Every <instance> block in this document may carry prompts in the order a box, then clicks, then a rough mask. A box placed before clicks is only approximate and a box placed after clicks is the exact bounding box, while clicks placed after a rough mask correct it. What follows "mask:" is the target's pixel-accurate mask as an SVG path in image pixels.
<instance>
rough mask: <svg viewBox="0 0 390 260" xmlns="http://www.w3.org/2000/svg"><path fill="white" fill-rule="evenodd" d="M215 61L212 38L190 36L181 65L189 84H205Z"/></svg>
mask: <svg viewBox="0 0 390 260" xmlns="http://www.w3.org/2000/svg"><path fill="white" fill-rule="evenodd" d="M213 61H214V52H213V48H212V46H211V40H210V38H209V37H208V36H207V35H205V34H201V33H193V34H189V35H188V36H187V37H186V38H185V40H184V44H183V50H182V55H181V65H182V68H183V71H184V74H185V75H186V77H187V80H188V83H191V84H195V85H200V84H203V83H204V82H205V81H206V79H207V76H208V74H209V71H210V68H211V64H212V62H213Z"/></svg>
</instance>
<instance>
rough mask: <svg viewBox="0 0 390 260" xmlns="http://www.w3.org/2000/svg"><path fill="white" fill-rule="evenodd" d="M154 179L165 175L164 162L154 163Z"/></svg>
::::
[Exercise prompt] Please reproduce the records above, swapping every "rough mask" for "coarse mask" and leaving everything else unchanged.

[Reply to the exercise]
Every <instance> block in this document may carry prompts in the order a box, then clicks, then a coarse mask. A box placed before clicks is only approximate and a box placed after clicks is the exact bounding box, while clicks placed after a coarse mask correct it. What follows "mask:" is the target's pixel-accurate mask as an SVG path in image pixels.
<instance>
coarse mask: <svg viewBox="0 0 390 260" xmlns="http://www.w3.org/2000/svg"><path fill="white" fill-rule="evenodd" d="M215 61L212 38L190 36L181 65L189 84H205Z"/></svg>
mask: <svg viewBox="0 0 390 260" xmlns="http://www.w3.org/2000/svg"><path fill="white" fill-rule="evenodd" d="M213 61H214V52H213V48H212V46H211V40H210V38H209V37H208V36H207V35H205V34H201V33H193V34H189V35H188V36H187V37H186V38H185V40H184V44H183V50H182V55H181V65H182V68H183V71H184V74H185V75H186V77H187V80H188V83H191V84H195V85H200V84H203V83H204V82H205V81H206V79H207V76H208V74H209V71H210V68H211V64H212V62H213Z"/></svg>
</instance>
<instance>
coarse mask: <svg viewBox="0 0 390 260" xmlns="http://www.w3.org/2000/svg"><path fill="white" fill-rule="evenodd" d="M154 179L165 175L164 162L154 163Z"/></svg>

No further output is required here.